■ PROBLEM STATEMENT: Everything from the line that contains "of the brown" through the final line of the records should be written out exactly, and nothing outside that span.

##### RECORD EXCERPTS

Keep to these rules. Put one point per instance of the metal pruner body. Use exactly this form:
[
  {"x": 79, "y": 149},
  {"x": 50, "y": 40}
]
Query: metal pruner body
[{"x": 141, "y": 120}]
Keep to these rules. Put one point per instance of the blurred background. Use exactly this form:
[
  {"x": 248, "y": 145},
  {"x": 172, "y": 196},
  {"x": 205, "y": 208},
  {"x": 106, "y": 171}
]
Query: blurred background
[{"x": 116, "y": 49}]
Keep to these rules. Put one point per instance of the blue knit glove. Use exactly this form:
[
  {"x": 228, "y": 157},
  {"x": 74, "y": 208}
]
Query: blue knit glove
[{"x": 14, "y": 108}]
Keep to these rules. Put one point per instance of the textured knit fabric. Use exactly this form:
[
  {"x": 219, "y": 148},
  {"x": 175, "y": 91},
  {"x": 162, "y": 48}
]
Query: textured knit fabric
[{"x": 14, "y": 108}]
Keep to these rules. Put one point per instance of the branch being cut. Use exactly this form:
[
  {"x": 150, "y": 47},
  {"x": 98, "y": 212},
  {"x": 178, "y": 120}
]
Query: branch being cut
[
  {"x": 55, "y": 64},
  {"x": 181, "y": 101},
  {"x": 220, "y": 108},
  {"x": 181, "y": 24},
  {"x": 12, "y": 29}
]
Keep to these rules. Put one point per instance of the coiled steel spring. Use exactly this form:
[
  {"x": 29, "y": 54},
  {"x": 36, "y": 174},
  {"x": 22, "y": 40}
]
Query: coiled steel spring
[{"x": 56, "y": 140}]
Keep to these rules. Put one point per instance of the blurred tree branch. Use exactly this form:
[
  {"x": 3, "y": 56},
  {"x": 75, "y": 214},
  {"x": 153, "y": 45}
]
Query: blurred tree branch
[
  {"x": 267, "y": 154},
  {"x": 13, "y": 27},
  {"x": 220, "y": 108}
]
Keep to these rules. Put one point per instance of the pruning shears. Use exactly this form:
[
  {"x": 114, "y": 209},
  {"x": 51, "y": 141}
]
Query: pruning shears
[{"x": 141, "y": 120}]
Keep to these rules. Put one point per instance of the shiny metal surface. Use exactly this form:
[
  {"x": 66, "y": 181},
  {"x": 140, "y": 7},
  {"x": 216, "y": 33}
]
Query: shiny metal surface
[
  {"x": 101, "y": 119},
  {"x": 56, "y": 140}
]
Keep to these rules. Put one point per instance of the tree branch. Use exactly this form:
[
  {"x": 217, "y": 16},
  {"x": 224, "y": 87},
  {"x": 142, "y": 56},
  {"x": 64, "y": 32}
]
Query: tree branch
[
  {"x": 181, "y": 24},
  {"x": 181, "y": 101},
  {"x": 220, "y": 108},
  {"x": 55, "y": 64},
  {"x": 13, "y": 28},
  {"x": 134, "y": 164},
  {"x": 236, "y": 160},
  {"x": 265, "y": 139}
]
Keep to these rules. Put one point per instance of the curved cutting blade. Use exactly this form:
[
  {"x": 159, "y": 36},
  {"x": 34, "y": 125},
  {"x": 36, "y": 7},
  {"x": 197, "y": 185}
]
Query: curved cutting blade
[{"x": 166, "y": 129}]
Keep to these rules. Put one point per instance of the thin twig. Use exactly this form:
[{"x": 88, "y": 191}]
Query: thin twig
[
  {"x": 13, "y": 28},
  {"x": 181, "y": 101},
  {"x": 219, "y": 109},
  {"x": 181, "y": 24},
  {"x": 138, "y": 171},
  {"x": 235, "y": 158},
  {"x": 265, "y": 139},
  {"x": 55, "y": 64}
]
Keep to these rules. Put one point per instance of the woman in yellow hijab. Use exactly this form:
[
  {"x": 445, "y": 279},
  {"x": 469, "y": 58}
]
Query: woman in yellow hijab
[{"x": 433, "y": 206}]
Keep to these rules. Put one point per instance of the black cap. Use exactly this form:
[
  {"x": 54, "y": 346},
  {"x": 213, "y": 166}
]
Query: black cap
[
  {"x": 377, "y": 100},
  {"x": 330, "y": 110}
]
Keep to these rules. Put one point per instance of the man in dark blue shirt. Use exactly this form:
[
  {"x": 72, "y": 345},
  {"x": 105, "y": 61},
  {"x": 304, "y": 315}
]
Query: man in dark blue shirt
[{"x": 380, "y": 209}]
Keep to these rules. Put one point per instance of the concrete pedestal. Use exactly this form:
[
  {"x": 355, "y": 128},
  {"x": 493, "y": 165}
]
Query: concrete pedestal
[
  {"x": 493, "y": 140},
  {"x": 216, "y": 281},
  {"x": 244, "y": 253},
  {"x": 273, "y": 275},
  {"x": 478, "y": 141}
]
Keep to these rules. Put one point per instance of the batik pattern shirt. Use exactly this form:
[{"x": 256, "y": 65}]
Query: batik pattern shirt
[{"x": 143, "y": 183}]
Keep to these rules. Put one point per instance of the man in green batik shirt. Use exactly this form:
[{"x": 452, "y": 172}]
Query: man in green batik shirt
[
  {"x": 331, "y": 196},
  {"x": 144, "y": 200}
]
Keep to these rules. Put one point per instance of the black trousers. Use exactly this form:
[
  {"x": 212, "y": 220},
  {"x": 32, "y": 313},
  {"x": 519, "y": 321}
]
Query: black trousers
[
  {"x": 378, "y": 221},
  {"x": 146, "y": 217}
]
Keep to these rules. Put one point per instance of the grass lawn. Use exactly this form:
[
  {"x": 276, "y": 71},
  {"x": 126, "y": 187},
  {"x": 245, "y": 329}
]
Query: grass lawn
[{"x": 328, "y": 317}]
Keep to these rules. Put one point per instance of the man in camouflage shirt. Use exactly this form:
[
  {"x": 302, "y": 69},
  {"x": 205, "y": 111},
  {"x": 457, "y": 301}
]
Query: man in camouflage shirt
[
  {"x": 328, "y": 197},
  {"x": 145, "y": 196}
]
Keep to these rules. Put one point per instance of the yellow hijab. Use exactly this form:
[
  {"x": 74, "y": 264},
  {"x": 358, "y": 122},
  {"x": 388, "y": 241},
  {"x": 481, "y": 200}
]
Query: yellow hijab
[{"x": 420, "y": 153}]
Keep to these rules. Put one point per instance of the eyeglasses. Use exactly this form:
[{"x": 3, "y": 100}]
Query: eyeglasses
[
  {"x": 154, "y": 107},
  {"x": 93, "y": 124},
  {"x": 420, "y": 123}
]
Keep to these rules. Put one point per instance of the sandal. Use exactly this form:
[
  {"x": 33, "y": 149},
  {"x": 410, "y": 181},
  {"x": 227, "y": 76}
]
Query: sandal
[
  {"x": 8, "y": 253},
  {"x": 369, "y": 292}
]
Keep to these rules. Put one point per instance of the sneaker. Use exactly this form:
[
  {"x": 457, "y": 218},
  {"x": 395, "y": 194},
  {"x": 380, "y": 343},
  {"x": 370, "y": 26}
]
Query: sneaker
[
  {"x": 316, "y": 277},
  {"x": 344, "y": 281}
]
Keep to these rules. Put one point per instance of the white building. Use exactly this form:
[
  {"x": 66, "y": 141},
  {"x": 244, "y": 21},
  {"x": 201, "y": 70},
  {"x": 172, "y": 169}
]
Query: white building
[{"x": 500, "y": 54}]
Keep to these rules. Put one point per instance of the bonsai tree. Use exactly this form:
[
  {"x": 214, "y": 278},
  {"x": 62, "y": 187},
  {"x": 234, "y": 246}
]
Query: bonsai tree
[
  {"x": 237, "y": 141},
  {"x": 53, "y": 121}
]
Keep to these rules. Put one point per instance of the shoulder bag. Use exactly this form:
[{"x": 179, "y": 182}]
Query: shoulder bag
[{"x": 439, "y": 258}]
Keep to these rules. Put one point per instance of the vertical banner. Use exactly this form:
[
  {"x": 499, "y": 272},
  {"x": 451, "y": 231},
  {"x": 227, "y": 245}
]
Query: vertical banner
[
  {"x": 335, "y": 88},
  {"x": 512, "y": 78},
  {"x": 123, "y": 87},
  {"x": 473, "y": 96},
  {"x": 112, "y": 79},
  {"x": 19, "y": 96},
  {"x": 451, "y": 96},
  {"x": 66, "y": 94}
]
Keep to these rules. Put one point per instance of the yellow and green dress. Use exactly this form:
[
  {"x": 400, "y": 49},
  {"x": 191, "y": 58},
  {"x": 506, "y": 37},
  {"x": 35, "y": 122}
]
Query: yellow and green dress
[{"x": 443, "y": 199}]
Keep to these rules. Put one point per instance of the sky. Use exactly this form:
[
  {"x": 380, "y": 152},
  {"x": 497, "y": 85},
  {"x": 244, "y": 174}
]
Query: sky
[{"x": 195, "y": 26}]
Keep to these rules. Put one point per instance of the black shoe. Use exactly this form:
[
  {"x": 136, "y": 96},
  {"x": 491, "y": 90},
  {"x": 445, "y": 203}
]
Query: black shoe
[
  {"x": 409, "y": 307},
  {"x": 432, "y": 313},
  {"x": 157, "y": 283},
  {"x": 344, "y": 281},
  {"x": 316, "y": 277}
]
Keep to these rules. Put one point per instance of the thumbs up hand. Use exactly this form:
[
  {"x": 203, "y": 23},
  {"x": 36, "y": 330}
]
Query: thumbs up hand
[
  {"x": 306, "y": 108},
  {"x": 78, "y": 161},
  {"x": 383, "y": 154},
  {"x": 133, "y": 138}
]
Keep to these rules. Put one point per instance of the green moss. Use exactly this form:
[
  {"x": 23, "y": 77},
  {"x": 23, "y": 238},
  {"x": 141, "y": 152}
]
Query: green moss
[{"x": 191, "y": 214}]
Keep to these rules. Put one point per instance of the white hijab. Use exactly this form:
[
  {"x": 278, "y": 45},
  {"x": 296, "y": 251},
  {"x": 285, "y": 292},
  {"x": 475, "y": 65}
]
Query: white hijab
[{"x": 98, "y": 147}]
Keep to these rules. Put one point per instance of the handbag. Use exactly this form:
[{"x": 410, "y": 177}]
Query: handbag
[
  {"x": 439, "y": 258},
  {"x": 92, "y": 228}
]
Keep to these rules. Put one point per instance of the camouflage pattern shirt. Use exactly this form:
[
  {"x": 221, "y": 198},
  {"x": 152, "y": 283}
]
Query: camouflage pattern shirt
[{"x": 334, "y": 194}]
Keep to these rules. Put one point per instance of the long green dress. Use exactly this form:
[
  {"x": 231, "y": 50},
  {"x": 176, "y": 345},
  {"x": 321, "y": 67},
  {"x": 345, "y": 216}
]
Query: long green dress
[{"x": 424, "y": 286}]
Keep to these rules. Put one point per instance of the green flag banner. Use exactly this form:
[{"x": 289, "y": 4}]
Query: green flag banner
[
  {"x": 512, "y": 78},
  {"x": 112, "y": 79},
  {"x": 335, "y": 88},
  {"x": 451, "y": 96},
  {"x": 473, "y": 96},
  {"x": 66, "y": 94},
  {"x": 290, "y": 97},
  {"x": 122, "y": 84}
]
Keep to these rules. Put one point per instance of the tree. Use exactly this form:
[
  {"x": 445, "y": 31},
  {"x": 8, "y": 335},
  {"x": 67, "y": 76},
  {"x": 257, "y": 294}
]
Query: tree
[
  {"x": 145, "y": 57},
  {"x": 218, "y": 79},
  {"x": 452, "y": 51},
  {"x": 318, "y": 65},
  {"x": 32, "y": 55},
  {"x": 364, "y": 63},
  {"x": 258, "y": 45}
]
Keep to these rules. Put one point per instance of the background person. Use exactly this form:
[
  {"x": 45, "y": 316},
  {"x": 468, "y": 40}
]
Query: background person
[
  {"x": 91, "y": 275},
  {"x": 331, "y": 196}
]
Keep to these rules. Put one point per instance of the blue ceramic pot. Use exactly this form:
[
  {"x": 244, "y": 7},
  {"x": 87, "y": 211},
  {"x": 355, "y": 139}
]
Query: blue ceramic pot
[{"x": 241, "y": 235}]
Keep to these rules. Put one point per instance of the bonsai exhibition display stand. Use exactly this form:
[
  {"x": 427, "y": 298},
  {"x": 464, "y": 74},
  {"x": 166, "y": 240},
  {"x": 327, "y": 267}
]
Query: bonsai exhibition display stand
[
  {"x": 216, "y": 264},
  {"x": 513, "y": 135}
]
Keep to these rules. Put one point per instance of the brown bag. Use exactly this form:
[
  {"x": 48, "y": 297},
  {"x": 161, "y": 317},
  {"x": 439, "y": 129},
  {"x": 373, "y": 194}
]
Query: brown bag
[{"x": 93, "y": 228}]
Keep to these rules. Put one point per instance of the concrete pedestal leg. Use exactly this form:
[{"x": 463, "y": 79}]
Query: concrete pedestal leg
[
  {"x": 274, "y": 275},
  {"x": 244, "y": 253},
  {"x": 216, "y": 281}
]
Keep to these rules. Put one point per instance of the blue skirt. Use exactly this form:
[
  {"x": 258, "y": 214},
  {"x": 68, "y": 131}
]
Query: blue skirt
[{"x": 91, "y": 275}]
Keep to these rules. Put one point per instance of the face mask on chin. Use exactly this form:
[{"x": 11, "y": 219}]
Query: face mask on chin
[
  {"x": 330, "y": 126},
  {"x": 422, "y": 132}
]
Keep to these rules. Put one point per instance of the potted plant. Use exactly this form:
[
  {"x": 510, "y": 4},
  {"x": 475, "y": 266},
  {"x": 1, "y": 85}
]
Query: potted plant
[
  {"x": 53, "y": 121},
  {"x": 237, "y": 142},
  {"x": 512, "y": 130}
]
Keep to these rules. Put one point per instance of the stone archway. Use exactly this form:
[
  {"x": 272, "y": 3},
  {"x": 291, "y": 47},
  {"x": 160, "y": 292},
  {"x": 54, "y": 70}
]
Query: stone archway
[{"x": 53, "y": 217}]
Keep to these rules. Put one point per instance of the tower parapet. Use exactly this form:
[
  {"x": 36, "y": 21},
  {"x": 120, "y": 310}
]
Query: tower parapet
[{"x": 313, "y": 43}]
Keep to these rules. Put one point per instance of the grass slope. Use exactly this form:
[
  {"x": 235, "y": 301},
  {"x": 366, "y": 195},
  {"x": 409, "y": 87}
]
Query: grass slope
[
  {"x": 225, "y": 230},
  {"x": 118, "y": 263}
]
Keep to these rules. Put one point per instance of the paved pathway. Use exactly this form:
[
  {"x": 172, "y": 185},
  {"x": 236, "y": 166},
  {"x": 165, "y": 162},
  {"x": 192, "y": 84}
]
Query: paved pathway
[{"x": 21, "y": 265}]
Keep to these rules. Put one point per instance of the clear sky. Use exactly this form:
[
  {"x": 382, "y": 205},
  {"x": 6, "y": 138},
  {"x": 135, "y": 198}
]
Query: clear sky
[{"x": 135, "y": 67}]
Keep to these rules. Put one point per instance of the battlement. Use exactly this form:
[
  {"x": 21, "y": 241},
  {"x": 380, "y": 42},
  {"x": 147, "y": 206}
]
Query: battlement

##########

■ REPLY:
Keep to these rules. Put one point per instance of the brown bag. Use exactly this form:
[
  {"x": 48, "y": 297},
  {"x": 161, "y": 317},
  {"x": 439, "y": 129},
  {"x": 373, "y": 194}
]
Query: brown bag
[{"x": 93, "y": 228}]
Keep to these rules. Put one point per instance of the concrete pedestal leg. Use exactly this form:
[{"x": 463, "y": 79}]
Query: concrete pedestal leg
[
  {"x": 274, "y": 275},
  {"x": 244, "y": 253},
  {"x": 216, "y": 281}
]
Keep to these rules. Put one point per instance of the blue skirt. Use exactly this form:
[
  {"x": 258, "y": 214},
  {"x": 68, "y": 131}
]
Query: blue skirt
[{"x": 91, "y": 275}]
Keep to these rules. Put one point per instance of the face mask on chin. Use exactly this form:
[{"x": 11, "y": 219}]
Query: face mask on chin
[
  {"x": 330, "y": 126},
  {"x": 422, "y": 132}
]
Keep to these rules. Put one point per instance of the potted plant. Use exactly this form:
[
  {"x": 510, "y": 4},
  {"x": 475, "y": 266},
  {"x": 1, "y": 85}
]
Query: potted plant
[
  {"x": 53, "y": 121},
  {"x": 237, "y": 142},
  {"x": 512, "y": 130}
]
Keep to these rules. Put one point per instance of the stone archway. Use exactly this form:
[
  {"x": 272, "y": 3},
  {"x": 291, "y": 47},
  {"x": 160, "y": 292},
  {"x": 54, "y": 70}
]
Query: stone archway
[{"x": 53, "y": 217}]
Keep to these rules. Put one point per instance of the tower parapet. Use exactly this form:
[
  {"x": 36, "y": 21},
  {"x": 120, "y": 310}
]
Query: tower parapet
[{"x": 313, "y": 43}]
Keep to these rules. Put one point per instance of the grass slope. Use exactly this form:
[
  {"x": 235, "y": 301},
  {"x": 366, "y": 195},
  {"x": 409, "y": 87}
]
Query: grass slope
[
  {"x": 225, "y": 230},
  {"x": 118, "y": 263}
]
Keep to these rules. Put one point per instance of the paved pathway. Use exactly this form:
[
  {"x": 172, "y": 185},
  {"x": 236, "y": 166},
  {"x": 165, "y": 162},
  {"x": 192, "y": 84}
]
Query: paved pathway
[{"x": 21, "y": 265}]
Keep to these rules. Put one point per instance of the clear sky. Use exactly this form:
[
  {"x": 382, "y": 205},
  {"x": 6, "y": 138},
  {"x": 135, "y": 198}
]
Query: clear sky
[{"x": 135, "y": 67}]
Keep to these rules. Put one point per instance of the battlement. Use exactly this form:
[
  {"x": 21, "y": 241},
  {"x": 380, "y": 42},
  {"x": 147, "y": 206}
]
Query: battlement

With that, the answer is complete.